◆ EXTRACTED DATA:
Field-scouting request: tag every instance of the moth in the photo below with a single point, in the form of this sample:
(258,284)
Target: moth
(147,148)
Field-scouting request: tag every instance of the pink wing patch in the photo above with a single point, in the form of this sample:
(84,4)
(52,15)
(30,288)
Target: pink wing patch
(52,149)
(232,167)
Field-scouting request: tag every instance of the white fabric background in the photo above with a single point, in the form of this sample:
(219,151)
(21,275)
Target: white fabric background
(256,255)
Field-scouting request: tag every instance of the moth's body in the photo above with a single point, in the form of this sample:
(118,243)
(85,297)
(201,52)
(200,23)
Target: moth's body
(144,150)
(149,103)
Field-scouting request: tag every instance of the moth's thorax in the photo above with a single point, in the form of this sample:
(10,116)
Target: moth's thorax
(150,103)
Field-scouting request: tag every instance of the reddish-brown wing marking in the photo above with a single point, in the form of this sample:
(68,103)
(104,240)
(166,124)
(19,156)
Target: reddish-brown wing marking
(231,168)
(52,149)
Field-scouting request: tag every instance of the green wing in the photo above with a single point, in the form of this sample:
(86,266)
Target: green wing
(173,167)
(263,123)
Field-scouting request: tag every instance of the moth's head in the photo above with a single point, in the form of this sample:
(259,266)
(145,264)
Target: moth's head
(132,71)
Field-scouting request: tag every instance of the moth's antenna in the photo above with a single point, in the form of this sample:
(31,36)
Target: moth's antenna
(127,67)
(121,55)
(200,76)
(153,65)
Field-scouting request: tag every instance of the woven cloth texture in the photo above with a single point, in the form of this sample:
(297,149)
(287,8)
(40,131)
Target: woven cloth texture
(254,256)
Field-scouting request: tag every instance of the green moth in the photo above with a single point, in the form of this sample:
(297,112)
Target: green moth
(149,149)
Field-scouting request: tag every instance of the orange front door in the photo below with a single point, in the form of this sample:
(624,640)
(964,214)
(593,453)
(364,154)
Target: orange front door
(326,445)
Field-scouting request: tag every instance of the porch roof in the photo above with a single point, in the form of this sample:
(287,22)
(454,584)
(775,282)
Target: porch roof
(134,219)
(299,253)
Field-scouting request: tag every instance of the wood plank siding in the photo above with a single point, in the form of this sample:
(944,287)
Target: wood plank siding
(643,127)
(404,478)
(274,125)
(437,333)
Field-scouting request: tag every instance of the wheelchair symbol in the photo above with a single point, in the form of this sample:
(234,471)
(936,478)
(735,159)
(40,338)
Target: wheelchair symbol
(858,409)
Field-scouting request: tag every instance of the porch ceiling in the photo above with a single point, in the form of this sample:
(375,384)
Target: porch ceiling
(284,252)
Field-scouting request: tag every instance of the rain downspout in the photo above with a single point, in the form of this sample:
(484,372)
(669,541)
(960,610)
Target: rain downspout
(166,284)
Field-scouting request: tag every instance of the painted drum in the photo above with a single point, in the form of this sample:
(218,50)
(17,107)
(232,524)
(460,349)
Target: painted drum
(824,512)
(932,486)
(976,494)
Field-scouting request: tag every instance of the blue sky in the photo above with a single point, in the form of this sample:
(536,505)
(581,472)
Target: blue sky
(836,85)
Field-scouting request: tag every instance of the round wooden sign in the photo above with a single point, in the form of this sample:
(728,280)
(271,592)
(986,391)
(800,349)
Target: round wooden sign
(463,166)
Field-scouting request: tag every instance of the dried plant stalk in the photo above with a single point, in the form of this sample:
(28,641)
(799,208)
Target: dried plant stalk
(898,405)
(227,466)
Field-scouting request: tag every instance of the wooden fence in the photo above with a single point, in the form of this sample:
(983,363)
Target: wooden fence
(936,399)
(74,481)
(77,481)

◆ EXERCISE REQUIREMENTS:
The data above must be returned in full, exactly as written.

◆ TASK SOLUTION:
Field-scouting request: tag every instance of the moth in the photo below with a single point, in the form of this sample:
(258,284)
Target: moth
(147,148)
Field-scouting request: tag every instance of the pink wing patch in the photo above with a single point, in the form of this sample:
(84,4)
(52,15)
(30,288)
Target: pink wing patch
(52,149)
(232,167)
Field-scouting request: tag every instance of the white fabric background in the photo above with a single point, in the form of this sample:
(219,151)
(21,275)
Target: white fabric background
(256,255)
Field-scouting request: tag every instance of the moth's body in the photo above with a single point, in the form of this sample:
(118,243)
(85,297)
(201,52)
(200,23)
Target: moth's body
(144,150)
(149,103)
Field-scouting request: tag every instance of the moth's thorax in the photo above with a single point, in the form of this sample:
(10,116)
Target: moth's thorax
(150,103)
Field-scouting request: tag every instance of the reddish-brown wing marking in the photo above with a single point, in the form of this sample:
(68,103)
(104,240)
(166,124)
(19,156)
Target: reddish-brown wing marking
(231,168)
(52,149)
Field-scouting request: tag every instance of the green wing in the photo above with a single point, in the form of this sample:
(86,266)
Target: green wing
(173,167)
(263,123)
Field-scouting request: tag every instance of the moth's head in the photo above with a single point, in the form of this sample:
(259,266)
(145,264)
Target: moth's head
(132,71)
Field-scouting request: tag every instance of the moth's antenna in the photo above with a single point, in the form of this sample:
(31,36)
Target: moth's antenna
(127,67)
(121,55)
(200,76)
(153,65)
Field-scouting request: tag every instance of the woven cloth texture in the photo above with a single point, in the form of this sample:
(297,149)
(287,8)
(40,131)
Target: woven cloth texture
(254,256)
Field-scouting request: tag every instance of the green moth in the photo above with a single point, in the form of this sample:
(297,112)
Target: green moth
(149,149)
Field-scouting request: tag every instance of the orange front door in the photo below with a single point, in the form of this sample:
(624,640)
(964,214)
(593,453)
(364,154)
Target: orange front door
(326,445)
Field-scouting request: tag every instance of the porch roof in the photo above with a single point, in the form of this sample:
(287,22)
(454,584)
(775,282)
Target: porch roof
(134,219)
(299,253)
Field-scouting request: tag every instance of the wood plank siding in the photo above with a single point, in the form of this sample:
(944,287)
Target: wood plank siding
(643,127)
(404,478)
(274,125)
(437,333)
Field-scouting request: tag every instance of the wheelchair symbol in the photo above with a single point, in the form of this sample:
(234,471)
(936,478)
(735,159)
(40,338)
Target: wheelchair symbol
(858,409)
Field-scouting request: tag every instance of the porch ceiling in the photo above with a single point, in the form of this sample:
(375,384)
Target: porch ceiling
(284,252)
Field-scouting request: tag every instance of the rain downspout in the photo above with a single point, in the form of this sample:
(484,372)
(669,541)
(960,610)
Target: rain downspout
(166,284)
Field-scouting request: tag every instance of the painted drum in the photo above with a single point, in the form of this sample:
(218,50)
(17,107)
(232,524)
(460,349)
Target: painted drum
(824,512)
(932,486)
(976,494)
Field-scouting request: tag every instance of the blue sky in the photo above with a single point, in the form of this sample:
(536,505)
(581,472)
Target: blue sky
(836,85)
Field-scouting request: tag every instance of the round wooden sign in the photo above with a single point, in the form of this sample:
(728,280)
(271,592)
(986,391)
(800,349)
Target: round wooden sign
(463,166)
Field-scouting request: tag every instance of the dried plant stalk in the photo above with a single point, in the form of this sample:
(28,641)
(799,208)
Target: dried plant stalk
(898,405)
(227,466)
Field-scouting request: tag every instance of the wooden fence in the photo above with a single point, in the form of this sample:
(983,363)
Target: wooden fence
(936,399)
(74,481)
(77,481)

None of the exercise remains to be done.